What the exercise asks: From the line containing "Pick out the yellow" through the last line of the entries below, transcribe each line exactly, excluding any picture.

Saved entries

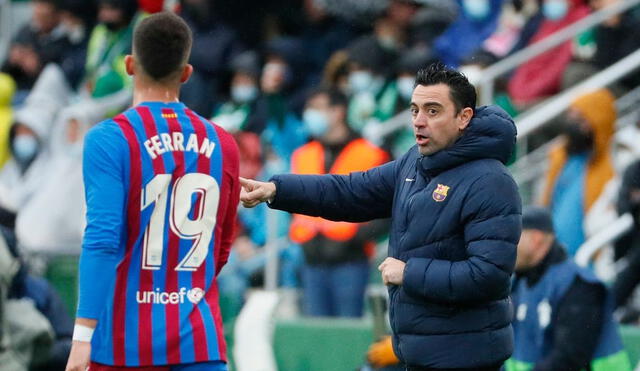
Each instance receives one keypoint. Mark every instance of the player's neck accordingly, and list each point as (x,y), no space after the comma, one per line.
(150,92)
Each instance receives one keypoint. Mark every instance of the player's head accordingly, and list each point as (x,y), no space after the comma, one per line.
(442,105)
(161,48)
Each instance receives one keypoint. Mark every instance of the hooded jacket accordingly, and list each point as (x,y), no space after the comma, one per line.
(598,108)
(455,223)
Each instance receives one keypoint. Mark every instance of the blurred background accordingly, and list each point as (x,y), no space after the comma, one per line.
(298,294)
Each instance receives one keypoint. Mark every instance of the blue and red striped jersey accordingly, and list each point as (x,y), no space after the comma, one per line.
(162,190)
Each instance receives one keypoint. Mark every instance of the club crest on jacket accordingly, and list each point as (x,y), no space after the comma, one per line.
(440,193)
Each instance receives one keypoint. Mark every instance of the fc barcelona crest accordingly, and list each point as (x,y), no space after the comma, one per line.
(440,193)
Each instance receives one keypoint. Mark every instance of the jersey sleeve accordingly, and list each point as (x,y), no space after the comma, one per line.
(231,173)
(105,193)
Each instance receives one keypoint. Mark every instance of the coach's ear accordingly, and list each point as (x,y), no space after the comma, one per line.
(129,64)
(186,73)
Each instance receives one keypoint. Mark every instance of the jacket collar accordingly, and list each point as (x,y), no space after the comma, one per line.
(491,134)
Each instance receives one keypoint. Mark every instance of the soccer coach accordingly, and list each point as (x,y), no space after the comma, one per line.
(456,222)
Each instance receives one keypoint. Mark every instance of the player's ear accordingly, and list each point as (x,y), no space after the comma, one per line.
(186,73)
(129,64)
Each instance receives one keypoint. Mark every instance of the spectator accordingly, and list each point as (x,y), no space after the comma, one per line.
(23,174)
(237,115)
(7,88)
(280,130)
(563,318)
(629,202)
(614,39)
(41,41)
(78,18)
(372,97)
(109,42)
(476,21)
(516,19)
(214,45)
(53,220)
(336,72)
(542,75)
(336,269)
(581,166)
(40,336)
(320,34)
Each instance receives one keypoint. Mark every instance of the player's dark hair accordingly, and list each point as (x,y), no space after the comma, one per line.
(463,93)
(336,97)
(161,45)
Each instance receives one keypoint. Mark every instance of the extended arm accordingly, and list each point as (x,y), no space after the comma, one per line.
(357,197)
(105,196)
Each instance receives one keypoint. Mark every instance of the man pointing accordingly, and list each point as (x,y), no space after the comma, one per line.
(456,222)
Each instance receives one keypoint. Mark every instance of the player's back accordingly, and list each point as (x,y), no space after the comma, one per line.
(180,177)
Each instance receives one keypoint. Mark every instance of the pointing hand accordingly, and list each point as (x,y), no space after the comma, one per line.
(254,192)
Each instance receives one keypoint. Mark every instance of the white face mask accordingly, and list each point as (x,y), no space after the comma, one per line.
(25,147)
(476,9)
(243,93)
(75,34)
(360,81)
(405,87)
(316,122)
(555,9)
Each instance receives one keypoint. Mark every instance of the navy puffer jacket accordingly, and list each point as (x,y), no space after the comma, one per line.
(455,222)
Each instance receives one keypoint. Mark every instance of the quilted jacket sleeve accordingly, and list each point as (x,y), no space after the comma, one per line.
(357,197)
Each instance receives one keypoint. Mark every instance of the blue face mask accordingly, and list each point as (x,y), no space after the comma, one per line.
(243,93)
(476,9)
(316,122)
(555,9)
(25,147)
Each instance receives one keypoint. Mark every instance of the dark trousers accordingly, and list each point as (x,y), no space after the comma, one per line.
(489,368)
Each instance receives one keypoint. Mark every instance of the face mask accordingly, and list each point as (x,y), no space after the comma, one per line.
(555,9)
(243,93)
(388,42)
(578,141)
(112,26)
(75,34)
(360,81)
(316,122)
(405,87)
(75,149)
(476,9)
(376,84)
(25,147)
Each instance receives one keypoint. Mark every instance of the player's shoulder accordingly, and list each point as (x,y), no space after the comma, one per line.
(227,141)
(107,131)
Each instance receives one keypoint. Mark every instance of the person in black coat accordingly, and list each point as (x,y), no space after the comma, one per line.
(456,222)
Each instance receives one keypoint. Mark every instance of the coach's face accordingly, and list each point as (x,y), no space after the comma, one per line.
(436,122)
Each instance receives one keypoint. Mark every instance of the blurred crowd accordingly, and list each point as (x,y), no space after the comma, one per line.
(305,86)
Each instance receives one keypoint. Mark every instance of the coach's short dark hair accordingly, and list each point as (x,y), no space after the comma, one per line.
(162,44)
(463,93)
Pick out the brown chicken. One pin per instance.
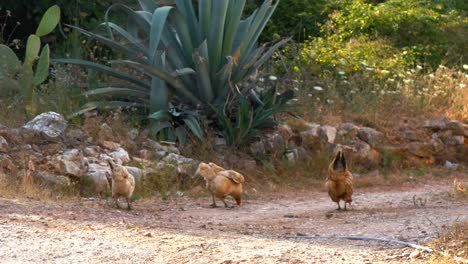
(339, 181)
(221, 182)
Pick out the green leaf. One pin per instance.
(42, 69)
(49, 21)
(33, 45)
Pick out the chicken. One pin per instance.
(123, 183)
(221, 182)
(339, 181)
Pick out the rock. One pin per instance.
(365, 155)
(137, 173)
(274, 144)
(7, 166)
(437, 145)
(3, 144)
(296, 154)
(436, 123)
(456, 127)
(51, 149)
(91, 151)
(421, 149)
(52, 180)
(346, 133)
(220, 141)
(110, 145)
(450, 165)
(133, 133)
(412, 135)
(71, 162)
(328, 133)
(50, 123)
(178, 159)
(311, 139)
(97, 174)
(257, 148)
(285, 131)
(370, 136)
(120, 155)
(105, 133)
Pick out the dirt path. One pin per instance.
(187, 231)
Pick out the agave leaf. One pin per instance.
(49, 21)
(140, 84)
(216, 33)
(113, 91)
(42, 69)
(181, 134)
(174, 83)
(186, 9)
(33, 45)
(158, 23)
(161, 115)
(194, 126)
(112, 44)
(148, 5)
(204, 17)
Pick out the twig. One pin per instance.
(427, 249)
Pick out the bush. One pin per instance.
(389, 36)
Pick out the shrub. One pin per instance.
(182, 60)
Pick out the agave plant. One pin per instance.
(188, 58)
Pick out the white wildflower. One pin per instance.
(318, 88)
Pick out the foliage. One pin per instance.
(390, 36)
(184, 60)
(251, 117)
(297, 19)
(16, 77)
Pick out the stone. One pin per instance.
(296, 154)
(51, 179)
(328, 133)
(219, 141)
(285, 131)
(105, 133)
(137, 173)
(50, 123)
(91, 151)
(370, 136)
(110, 145)
(274, 144)
(257, 148)
(7, 166)
(71, 162)
(133, 133)
(311, 139)
(437, 145)
(120, 155)
(436, 123)
(365, 155)
(178, 159)
(421, 149)
(456, 127)
(3, 145)
(454, 140)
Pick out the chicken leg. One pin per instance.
(213, 205)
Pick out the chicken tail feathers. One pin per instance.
(339, 163)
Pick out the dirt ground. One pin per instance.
(187, 230)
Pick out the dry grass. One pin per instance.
(452, 243)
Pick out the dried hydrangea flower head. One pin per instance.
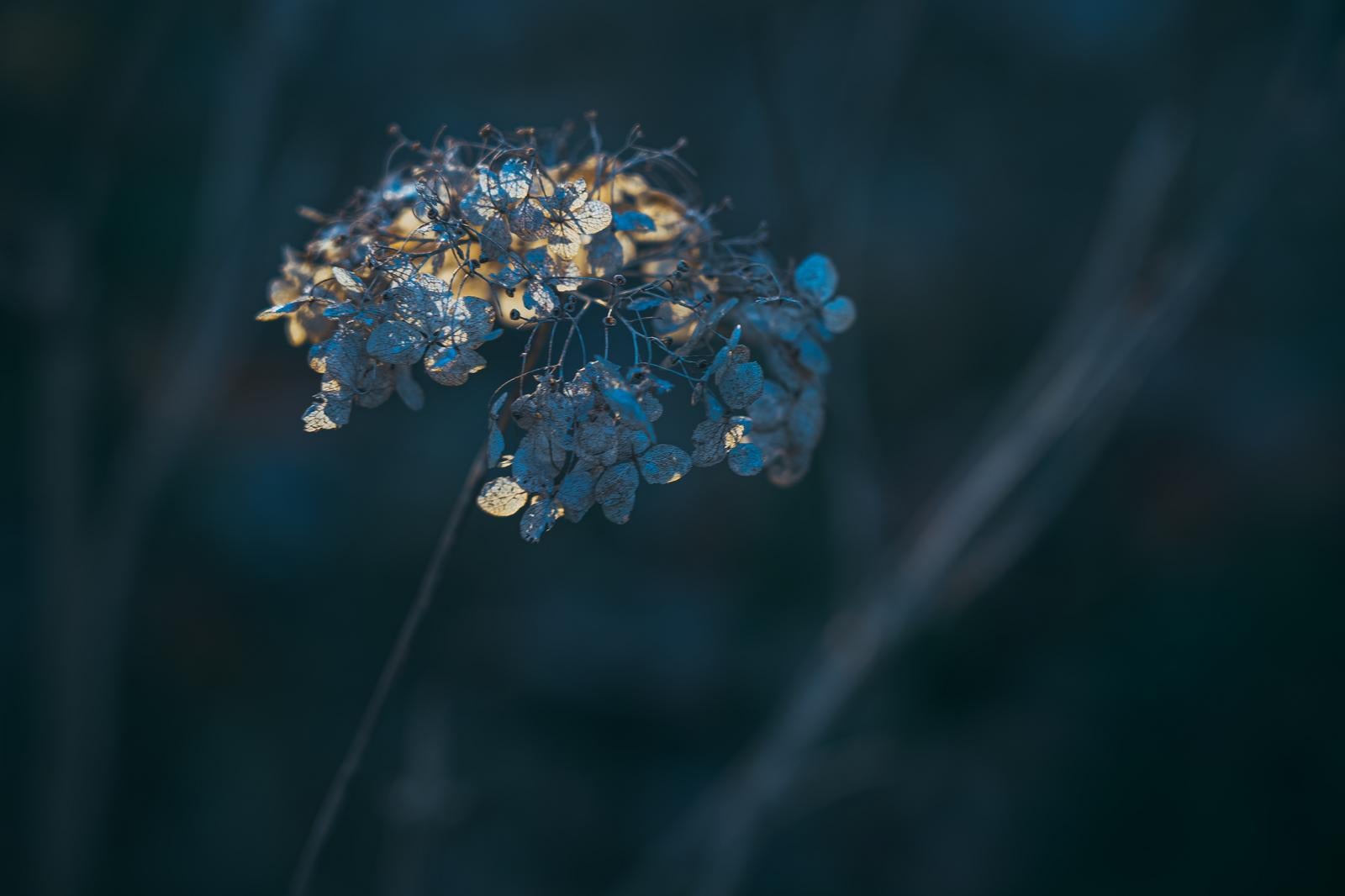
(622, 293)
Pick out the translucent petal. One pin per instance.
(806, 420)
(595, 440)
(374, 385)
(616, 486)
(326, 414)
(502, 497)
(636, 221)
(605, 255)
(663, 465)
(708, 443)
(409, 390)
(528, 221)
(280, 311)
(815, 279)
(451, 366)
(513, 181)
(619, 512)
(495, 237)
(625, 403)
(342, 356)
(771, 408)
(740, 383)
(347, 280)
(396, 342)
(746, 461)
(592, 217)
(537, 519)
(576, 494)
(494, 447)
(838, 315)
(533, 465)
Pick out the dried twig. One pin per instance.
(335, 795)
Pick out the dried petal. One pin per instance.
(740, 383)
(502, 497)
(538, 519)
(746, 461)
(396, 342)
(663, 465)
(815, 279)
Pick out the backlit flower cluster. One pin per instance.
(619, 291)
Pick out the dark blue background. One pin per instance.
(1147, 703)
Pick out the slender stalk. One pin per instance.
(335, 795)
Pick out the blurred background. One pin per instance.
(201, 596)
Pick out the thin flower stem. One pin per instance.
(335, 797)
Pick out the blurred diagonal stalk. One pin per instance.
(1103, 346)
(335, 797)
(1105, 343)
(80, 676)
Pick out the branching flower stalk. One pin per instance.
(619, 288)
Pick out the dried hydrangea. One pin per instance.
(620, 291)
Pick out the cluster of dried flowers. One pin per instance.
(620, 288)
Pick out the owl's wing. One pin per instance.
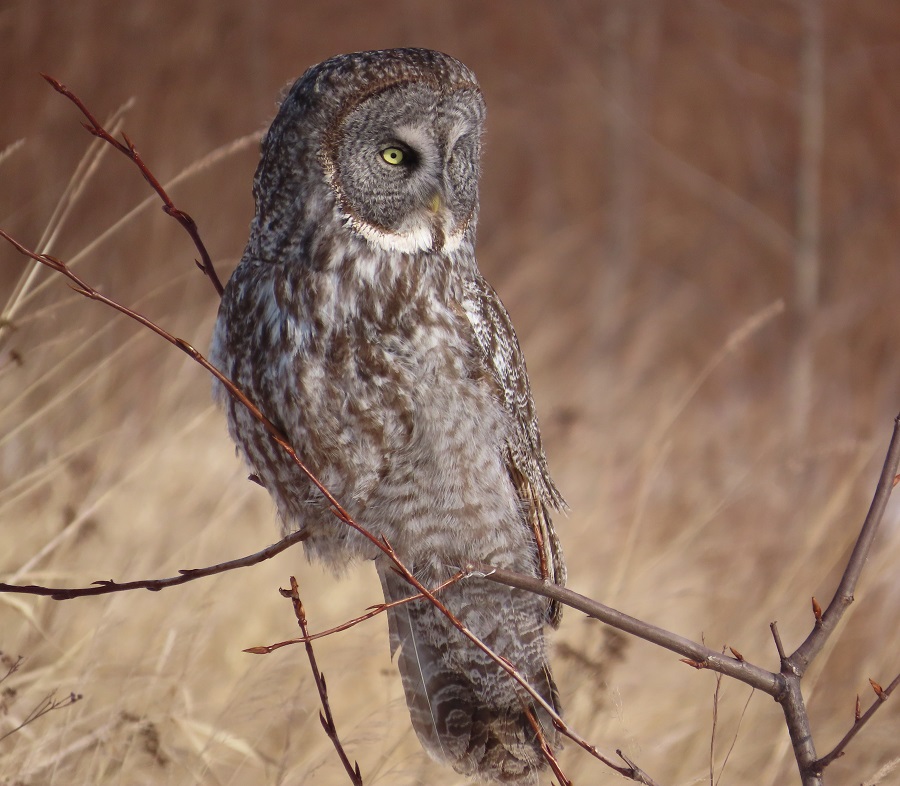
(525, 460)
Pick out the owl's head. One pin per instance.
(396, 137)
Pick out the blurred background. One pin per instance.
(692, 211)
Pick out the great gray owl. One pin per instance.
(358, 322)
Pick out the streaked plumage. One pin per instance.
(359, 323)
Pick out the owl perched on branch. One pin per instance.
(359, 323)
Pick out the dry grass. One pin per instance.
(638, 205)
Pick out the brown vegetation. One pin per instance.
(643, 188)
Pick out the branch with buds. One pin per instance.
(783, 685)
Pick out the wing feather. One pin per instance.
(525, 459)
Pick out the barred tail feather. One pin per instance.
(466, 711)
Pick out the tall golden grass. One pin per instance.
(640, 198)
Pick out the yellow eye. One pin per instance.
(393, 155)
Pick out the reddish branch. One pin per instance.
(372, 612)
(129, 151)
(784, 686)
(155, 585)
(325, 716)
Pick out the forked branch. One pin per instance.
(128, 149)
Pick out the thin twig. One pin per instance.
(549, 755)
(155, 585)
(129, 151)
(325, 716)
(373, 611)
(46, 705)
(712, 736)
(701, 656)
(83, 288)
(843, 596)
(838, 750)
(734, 739)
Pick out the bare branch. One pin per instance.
(373, 611)
(860, 721)
(155, 585)
(701, 656)
(843, 596)
(46, 705)
(129, 151)
(83, 288)
(325, 716)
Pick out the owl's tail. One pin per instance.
(465, 709)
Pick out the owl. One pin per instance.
(359, 323)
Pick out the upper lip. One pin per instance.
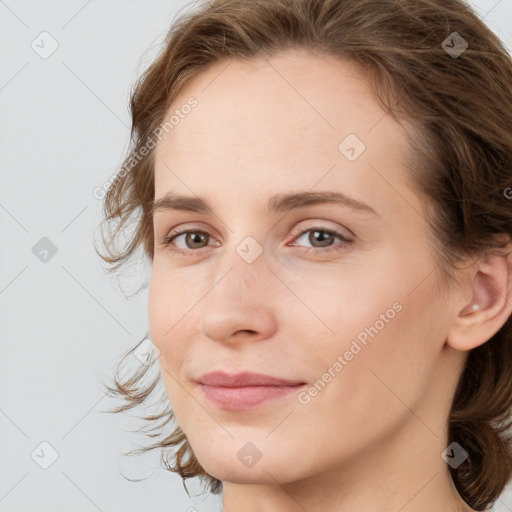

Expected answer:
Pick out the yellow eye. One pin per instance.
(393, 155)
Pick out the reddish branch. One pin per instance.
(372, 612)
(129, 151)
(784, 686)
(155, 585)
(325, 716)
Pick out the forked branch. One pin per instance.
(128, 149)
Pick out the thin twig. One pin per instance.
(549, 755)
(155, 585)
(129, 151)
(325, 716)
(373, 611)
(46, 705)
(712, 736)
(701, 656)
(83, 288)
(843, 596)
(838, 750)
(734, 739)
Pick out the bare branch. One pin per instance.
(373, 611)
(860, 721)
(155, 585)
(701, 656)
(843, 596)
(46, 705)
(129, 151)
(83, 288)
(325, 716)
Pick out the owl's tail. One pin per instance.
(465, 709)
Pick out the owl. One pin per instance.
(359, 323)
Pick out the upper lip. One pin per instance.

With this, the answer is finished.